The first model predicts the output slot labels independently by employing three independent classifiers (see Section~\ref{sec:indep}).
The second model uses a decoder in order to predict values one after the other from the $h_{T}$ (see Section~\ref{sec:encdec}).
% We also experimented with single classifier which predicts the labels jointly (see Figure~\ref{fig_encjoint}, but it suffers from data sparsity of the predicted tuples, so we focused only on the independent label prediction and encoder-decoder models.

The models were implemented using the~TensorFlow~\cite{abaditensorflow} framework. 

\begin{figure}
\vspace{-0.80em}
\begin{center}
\includegraphics[height=9em]{encoder_joint}
\caption{The joint label predictions using RNN from last hidden state $h_T$. The $h_T$ represents the whole dialog history of $T$ words. The RNN takes as input for each word $i$ an embedding and binary features concatenated to~vector~$X_{i}$.}
\end{center}
\vspace{-0.70em}
\label{fig:encjoint}
\end{figure}

\subsection{Independent classifiers for each label}
\label{sec:indep}
The independent model (see Figure~\ref{fig:encind}) consists of three models which predict $food$, $area$ and $price range$ based on the last hidden state $h_{T}$ independently.
The~independent slot prediction that uses one classifier per slot is straightforward to implement, but the model introduces an unrealistic assumption of uncorrelated slot properties.
In case of DSTC2 and the Cambridge restaurant domain, it is hard to believe that, e.g., the slots $area$ and $price range$ are not correlated.

We also experimented with a~single classifier which predicts the labels jointly (see Figure~\ref{fig:encjoint}) but it suffers from data sparsity of the predicted tuples, so we focused only on the independent label prediction and encoder-decoder models.

\begin{figure}
\begin{center}
\includegraphics[height=9.5em]{encoder}
\caption{The RNN encodes the word history into dialogue state $h_T$ and predicts slot values independently.}
\end{center}
\vspace{-0.80em}
\label{fig:encind}
\end{figure}

\subsection{Encoder-decoder framework}
\label{sec:encdec}
We cast the slot predictions problem as a sequence-to-sequence predictions task and we use a~encoder-decoder model with attention~\cite{bahdanau2014neural} to learn this representation together with slot predictions (see Figure~\ref{fig:encdec}).
To our knowledge, we are the~first who used this model for dialogue state tracking.

> Supplied entries:

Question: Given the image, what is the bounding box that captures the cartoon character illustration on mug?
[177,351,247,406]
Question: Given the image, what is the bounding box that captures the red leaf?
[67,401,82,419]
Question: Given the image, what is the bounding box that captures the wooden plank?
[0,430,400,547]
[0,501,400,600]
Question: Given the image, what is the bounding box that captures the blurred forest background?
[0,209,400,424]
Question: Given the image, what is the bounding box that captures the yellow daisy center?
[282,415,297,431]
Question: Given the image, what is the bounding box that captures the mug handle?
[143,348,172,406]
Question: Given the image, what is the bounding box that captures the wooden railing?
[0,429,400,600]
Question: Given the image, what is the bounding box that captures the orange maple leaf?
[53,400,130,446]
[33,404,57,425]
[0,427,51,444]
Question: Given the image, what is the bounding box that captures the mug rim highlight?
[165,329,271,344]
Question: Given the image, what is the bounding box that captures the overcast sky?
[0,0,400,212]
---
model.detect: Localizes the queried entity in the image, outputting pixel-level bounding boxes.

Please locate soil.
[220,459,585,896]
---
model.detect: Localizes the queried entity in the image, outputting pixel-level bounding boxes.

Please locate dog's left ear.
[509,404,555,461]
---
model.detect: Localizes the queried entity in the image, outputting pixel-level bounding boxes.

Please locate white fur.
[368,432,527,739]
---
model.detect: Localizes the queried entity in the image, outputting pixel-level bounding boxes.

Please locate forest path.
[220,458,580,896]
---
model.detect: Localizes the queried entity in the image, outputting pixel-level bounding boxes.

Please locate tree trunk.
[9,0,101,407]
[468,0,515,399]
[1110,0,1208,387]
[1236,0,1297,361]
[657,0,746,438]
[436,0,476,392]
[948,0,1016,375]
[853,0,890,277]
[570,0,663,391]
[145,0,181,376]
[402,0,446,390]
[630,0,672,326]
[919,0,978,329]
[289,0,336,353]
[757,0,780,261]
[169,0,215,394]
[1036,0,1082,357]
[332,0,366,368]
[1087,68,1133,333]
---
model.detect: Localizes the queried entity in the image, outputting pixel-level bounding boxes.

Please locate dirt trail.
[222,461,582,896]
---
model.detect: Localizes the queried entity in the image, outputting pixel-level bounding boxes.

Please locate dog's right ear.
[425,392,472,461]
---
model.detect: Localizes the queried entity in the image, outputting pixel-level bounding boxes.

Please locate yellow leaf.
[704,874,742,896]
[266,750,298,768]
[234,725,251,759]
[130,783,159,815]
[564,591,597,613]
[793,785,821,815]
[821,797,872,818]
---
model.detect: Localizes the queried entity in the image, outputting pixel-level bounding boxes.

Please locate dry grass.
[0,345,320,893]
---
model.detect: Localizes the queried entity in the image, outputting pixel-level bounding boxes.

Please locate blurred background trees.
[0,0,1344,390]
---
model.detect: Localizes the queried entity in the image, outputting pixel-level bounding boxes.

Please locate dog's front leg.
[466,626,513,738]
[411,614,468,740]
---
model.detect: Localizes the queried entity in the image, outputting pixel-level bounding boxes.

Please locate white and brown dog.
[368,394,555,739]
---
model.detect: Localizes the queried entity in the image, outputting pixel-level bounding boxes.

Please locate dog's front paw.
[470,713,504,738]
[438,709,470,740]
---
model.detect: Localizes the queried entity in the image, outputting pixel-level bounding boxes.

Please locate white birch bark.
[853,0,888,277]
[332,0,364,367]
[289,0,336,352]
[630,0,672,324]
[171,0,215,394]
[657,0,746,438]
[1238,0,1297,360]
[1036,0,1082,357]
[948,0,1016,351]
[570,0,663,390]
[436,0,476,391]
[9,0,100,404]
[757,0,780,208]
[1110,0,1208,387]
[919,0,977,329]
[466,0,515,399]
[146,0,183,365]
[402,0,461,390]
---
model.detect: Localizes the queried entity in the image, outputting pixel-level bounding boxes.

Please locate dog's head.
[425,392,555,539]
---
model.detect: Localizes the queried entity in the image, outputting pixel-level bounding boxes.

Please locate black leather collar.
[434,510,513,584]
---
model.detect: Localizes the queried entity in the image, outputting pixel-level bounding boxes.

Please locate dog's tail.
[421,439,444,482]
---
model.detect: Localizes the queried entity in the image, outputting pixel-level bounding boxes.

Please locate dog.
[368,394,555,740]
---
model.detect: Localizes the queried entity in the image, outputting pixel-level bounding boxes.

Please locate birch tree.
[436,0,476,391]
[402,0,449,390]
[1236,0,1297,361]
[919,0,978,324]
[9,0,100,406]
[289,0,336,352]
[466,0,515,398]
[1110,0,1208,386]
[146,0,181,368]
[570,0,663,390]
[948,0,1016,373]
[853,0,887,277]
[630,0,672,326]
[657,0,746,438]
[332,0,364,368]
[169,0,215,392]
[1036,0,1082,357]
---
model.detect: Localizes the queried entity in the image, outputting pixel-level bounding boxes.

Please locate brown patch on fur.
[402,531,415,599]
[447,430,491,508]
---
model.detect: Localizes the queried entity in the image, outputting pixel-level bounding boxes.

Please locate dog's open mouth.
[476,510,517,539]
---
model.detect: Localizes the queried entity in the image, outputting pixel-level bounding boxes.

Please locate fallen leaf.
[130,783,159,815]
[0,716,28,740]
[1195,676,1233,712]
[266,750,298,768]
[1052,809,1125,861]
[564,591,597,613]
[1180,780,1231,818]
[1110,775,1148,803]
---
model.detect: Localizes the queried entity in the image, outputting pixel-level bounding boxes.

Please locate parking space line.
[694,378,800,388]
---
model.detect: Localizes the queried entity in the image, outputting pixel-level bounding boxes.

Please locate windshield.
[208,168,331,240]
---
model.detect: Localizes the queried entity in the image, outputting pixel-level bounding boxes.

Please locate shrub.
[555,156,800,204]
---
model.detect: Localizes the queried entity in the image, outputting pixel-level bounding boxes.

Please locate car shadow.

> Problems to solve:
a) According to the dialogue state tracking passage, what problem led the authors to drop the single classifier that predicts the labels jointly?
b) Resume the dialogue state tracking passage right after its final sentence.

> Per-task answers:
a) It suffers from data sparsity of the predicted tuples.

b)
The model is successfully used in machine translation where it is able to handle long sequences with good accuracy~\cite{bahdanau2014neural}.
In DST, it captures correlation between the decoded slots easily. 
By introducing the encoder-decoder architecture, we aim to overcome the data sparsity problem and the~incorrect independence assumptions.

We employ the encoder RNN cell that captures the history of the~dialogue which is represented as a~sequence of words from the~user and the~system.
The words are fed to the encoder as they appear in the dialogue - turn by turn - where the user and the system responses switch regularly.
The encoder updates its internal state $h_T$ after each processed word.
The RNN decoder model is used when the system needs to generate its output, in our case it is at the end of the user response.
The decoder generates arbitrary length sequences of words given the encoded state $h_T$ step by step.
In each step, an output word and a~new hidden state $h_{T+1}$ is generated.
The generation process is finished when a special token End of Sequence (EOS) is decoded.
This mechanism allows the model to terminate the output sequence.
The attention part of model is used at decoding time for weighting the importance of the history. 

The disadvantage of this model is its complexity.
Firstly, the model is not trivial to implement\footnote{We modified code from the TensorFlow `seq2seq` module.}. 
Secondly, the decoding time is asymptotically quadratic in the length of the decoded sequences, but our target sequences are always four tokens long nevertheless.
\begin{figure}
\includegraphics[width=0.5\textwidth]{encdec}
\caption{Encoder decoder with attention predicts goals.}
\label{fig:encdec}
\end{figure}

\section{Experiments}\label{sec:exp}
The results are reported on the standard DSTC2 data split where we used 516 dialogues as a validation set for early stopping~\cite{prechelt1998early} and the remaining 1612 dialogues for training.
We use 1-best Automatic Speech Recognition (ASR) transcriptions of conversation history of the input and measure the~joint slot accuracy.
The models are evaluated using the recommended measure accuracy~\cite{henderson2014second} with schedule 2 which skips the first turns where the believe tracker does not track any values. 
In addition, our models are also evaluated on a randomly split DSTC2 dataset (see Section~\ref{sec:split}).

For all our experiments, we train word embeddings of size 100 and use the encoder state size of size 100, together with a dropout keep probability of $0.7$ for both encoder inputs and outputs.
These parameters are selected by a grid search over the hyper-parameters on development data.

\subsection{Training}
\label{sec:train}
The training procedure minimizes the cross-entropy loss function using the Adam optimizer~\cite{kingma2014adam} with a batch size of 10.
We train predicting the~goal slot values for each turn.
We treat each dialogue turn as a separate training example, feeding the whole dialogue history up to the current turn into the encoder and predicting the slot labels for the current turn.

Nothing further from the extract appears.